Assignment:
The data below should be restated word for word, with every picture omitted.

== Information given

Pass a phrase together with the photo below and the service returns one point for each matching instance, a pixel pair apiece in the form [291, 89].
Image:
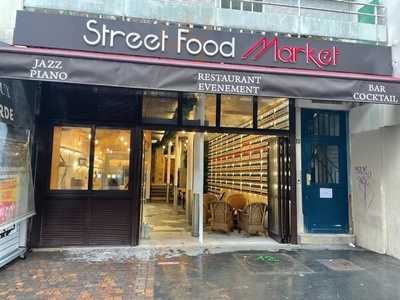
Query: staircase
[158, 193]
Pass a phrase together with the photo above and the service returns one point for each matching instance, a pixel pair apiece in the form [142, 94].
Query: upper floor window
[242, 5]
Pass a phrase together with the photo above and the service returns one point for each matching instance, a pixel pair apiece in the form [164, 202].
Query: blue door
[324, 171]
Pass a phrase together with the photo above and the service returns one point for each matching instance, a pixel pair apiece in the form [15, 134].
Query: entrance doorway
[97, 185]
[324, 171]
[245, 187]
[164, 165]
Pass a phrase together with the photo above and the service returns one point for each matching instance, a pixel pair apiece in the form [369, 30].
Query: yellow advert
[8, 199]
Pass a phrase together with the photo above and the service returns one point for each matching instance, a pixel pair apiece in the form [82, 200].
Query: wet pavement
[300, 274]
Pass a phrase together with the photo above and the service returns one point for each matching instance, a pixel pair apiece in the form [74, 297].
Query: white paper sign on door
[325, 193]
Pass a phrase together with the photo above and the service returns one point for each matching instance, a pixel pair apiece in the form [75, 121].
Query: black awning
[196, 77]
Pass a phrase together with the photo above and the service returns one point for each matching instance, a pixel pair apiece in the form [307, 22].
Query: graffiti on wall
[364, 177]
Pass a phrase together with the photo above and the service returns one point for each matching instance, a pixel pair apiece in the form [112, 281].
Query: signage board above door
[157, 40]
[7, 110]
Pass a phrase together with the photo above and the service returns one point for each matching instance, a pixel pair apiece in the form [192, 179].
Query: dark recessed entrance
[90, 157]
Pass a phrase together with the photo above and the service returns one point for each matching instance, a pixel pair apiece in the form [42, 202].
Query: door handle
[308, 179]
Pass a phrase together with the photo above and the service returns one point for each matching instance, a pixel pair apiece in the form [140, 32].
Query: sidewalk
[285, 274]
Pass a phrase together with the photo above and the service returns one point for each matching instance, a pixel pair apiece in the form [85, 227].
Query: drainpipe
[198, 165]
[168, 170]
[176, 170]
[189, 178]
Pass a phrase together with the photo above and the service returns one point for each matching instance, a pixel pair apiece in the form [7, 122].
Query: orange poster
[8, 199]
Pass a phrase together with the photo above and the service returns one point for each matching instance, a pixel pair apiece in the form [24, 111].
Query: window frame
[90, 190]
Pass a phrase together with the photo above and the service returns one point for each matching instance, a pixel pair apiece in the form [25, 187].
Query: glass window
[111, 159]
[273, 113]
[160, 107]
[198, 106]
[70, 158]
[251, 6]
[235, 4]
[324, 124]
[236, 111]
[325, 164]
[226, 3]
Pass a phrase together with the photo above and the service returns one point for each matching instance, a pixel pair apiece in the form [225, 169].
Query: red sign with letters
[290, 54]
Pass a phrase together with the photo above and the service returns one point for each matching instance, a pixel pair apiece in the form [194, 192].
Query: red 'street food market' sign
[197, 44]
[291, 54]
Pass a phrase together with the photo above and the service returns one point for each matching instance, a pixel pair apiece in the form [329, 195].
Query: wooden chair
[221, 216]
[251, 218]
[207, 200]
[237, 200]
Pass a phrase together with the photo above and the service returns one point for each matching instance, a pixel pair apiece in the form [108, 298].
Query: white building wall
[375, 174]
[375, 163]
[8, 10]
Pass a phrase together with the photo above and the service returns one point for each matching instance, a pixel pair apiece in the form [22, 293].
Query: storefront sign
[8, 200]
[191, 79]
[219, 83]
[7, 110]
[376, 93]
[48, 69]
[162, 41]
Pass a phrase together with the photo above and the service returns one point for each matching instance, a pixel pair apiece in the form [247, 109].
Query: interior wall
[158, 166]
[375, 170]
[239, 163]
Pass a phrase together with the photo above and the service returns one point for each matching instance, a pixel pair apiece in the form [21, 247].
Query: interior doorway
[164, 213]
[244, 187]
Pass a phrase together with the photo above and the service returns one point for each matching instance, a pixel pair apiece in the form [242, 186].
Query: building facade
[333, 62]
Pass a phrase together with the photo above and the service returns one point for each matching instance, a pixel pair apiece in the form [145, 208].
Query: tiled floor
[168, 224]
[292, 275]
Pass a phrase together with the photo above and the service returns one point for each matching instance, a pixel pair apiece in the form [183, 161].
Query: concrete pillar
[148, 157]
[189, 178]
[198, 175]
[168, 170]
[176, 170]
[198, 162]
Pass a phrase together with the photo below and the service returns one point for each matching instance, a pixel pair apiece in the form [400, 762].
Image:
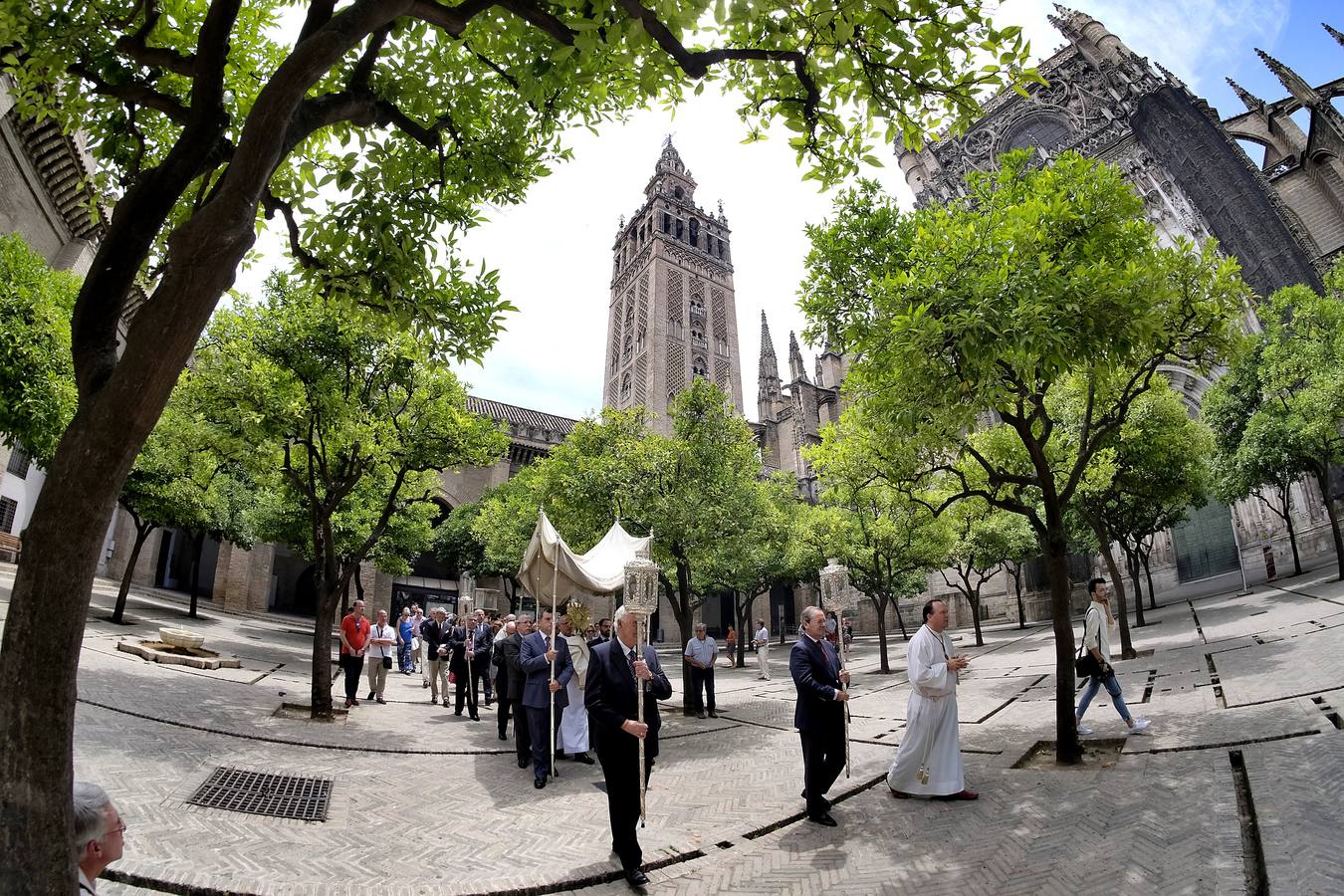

====

Task answer:
Pass a phrase together with the photo below and the service returns one point for each matching instance, a pixel pair apiece in the form [291, 89].
Image:
Query: staircase
[158, 193]
Pass a phrase together with the photo above and the service returns one point for each matching instance, a pixel pair apiece in the form [142, 94].
Query: upper floor window
[242, 5]
Pass a phrase together with the photo above and the service returns one point for each matching instance, a pixel pair apiece in the form [164, 202].
Query: blue door
[324, 171]
Pass a phrase together with the photo above and the service returns one point for each matching instance, a pixel pair apiece in the form [15, 134].
Query: entrance doorway
[97, 185]
[324, 171]
[245, 187]
[164, 165]
Pass a phrase together with the photo above and the service returns one point for each matching instance, a pixel pair apiece in the form [369, 30].
Query: yellow advert
[8, 199]
Pass a phrase together with the photo above and the service returns one point for each matching instance, a pixel pair apiece in the form [82, 200].
Query: wet pavement
[300, 274]
Pass a phrase together with the photo above and the service returns one point for each matching instance, a pixel pair apiece in the form [74, 297].
Query: white paper sign on door
[325, 193]
Pass a phrase together with the photo above and the service returns one point for each matching instance, a pixel pair apiece in the form [75, 121].
Query: black awning
[196, 77]
Pass a phrase together with the photo above and the service returns one point for each matching instance, a pixel pair apiece in the form [307, 22].
Query: graffiti on wall
[364, 177]
Pass a phrase together with the photo above and the service returns one point for each matching instance, a pixel pair apiece in the form [112, 281].
Query: signage board above door
[157, 40]
[7, 110]
Pass a phrase together with the photo above and the service returns one point for each matching instance, a pixel pair apiece in the form [192, 179].
Query: dark recessed entrance
[90, 157]
Pass a phrase together with the photo above and the service returns one point for each matching instance, a pixel pair apiece in the form [42, 202].
Query: door handle
[308, 179]
Pass a phrase together with the photo above and the service returns one point for each matching instance, a pixel pair apiece in the form [140, 32].
Query: sidewalk
[285, 274]
Pass a phrase together with the photo above and the service returns one point for each matching instance, a pixel pair apiece in the form [85, 227].
Query: drainpipe
[198, 165]
[168, 170]
[176, 170]
[189, 178]
Pass a phrase together with the photo above and the service returns one point for each matching instance, a pixel pair apiece in the form [7, 122].
Query: orange poster
[8, 199]
Pass a phrase together with the photo above and the service returns one point for each matching instance, a pixel pair apiece in the form [24, 111].
Query: window frame
[90, 190]
Pass a phrase together with the photo above and the service returns one point for each matching instance, a pixel pair apiece in the form [25, 187].
Query: glass window
[111, 159]
[273, 113]
[160, 107]
[198, 106]
[70, 158]
[251, 6]
[235, 4]
[324, 124]
[236, 111]
[325, 164]
[226, 3]
Pass a phrase together with the photo above and the service returns one point for each matching instance, a pixel pair apiece in the form [225, 169].
Query: red sign with letters
[290, 54]
Pass a phrase together with the photo above and the service returns one point for each matching instance, a pixel pair apiece in the form [194, 192].
Query: red 'street food market' sign
[197, 44]
[291, 54]
Pass a phrase together with the photo above and the service returns one point for each matching instance, a pixel pair apiece in the form [329, 195].
Query: wooden chair
[221, 216]
[251, 218]
[207, 200]
[237, 200]
Pass a phrase together with the photo above and the service returns one point for each matching instance, a pixel pair apiece in the form [108, 298].
Query: white building wall
[375, 174]
[375, 163]
[8, 10]
Pass a phrase together with the photo above and the service returns one point for each matching instance, a pixel pair apiece in the form [22, 293].
Query: storefront sign
[8, 200]
[191, 79]
[219, 83]
[7, 110]
[376, 93]
[48, 69]
[162, 41]
Pass a phrase together with the photo above and the service returns one point for each matching instance, a pixel pair apiece in the form [247, 109].
Query: interior wall
[158, 166]
[375, 170]
[239, 163]
Pass a phrase together with the photo above and the service returns one point for each matching instance, a pixel pair apiece in the form [21, 247].
Query: interior doorway
[164, 213]
[244, 187]
Pass a phrase together with the photo above and the service returns one point for each matching instance, a pixel pair apiece in the form [242, 186].
Query: building facade
[333, 62]
Pass a phrase together with the photo above and the service returns one point for each matching instance, a pixel pair apiece in the form [145, 208].
Query: tiled floor
[168, 224]
[292, 275]
Pass a phrase together with the photo above and the service returns one point for each matching instance, a pixel pair apiece in the form [183, 161].
Query: concrete pillar
[148, 157]
[189, 178]
[198, 175]
[168, 170]
[176, 170]
[198, 162]
Pass a phrase together with the photo below and the service returns one point for each matching instance, a pixel pair apiece in the form [400, 762].
Image:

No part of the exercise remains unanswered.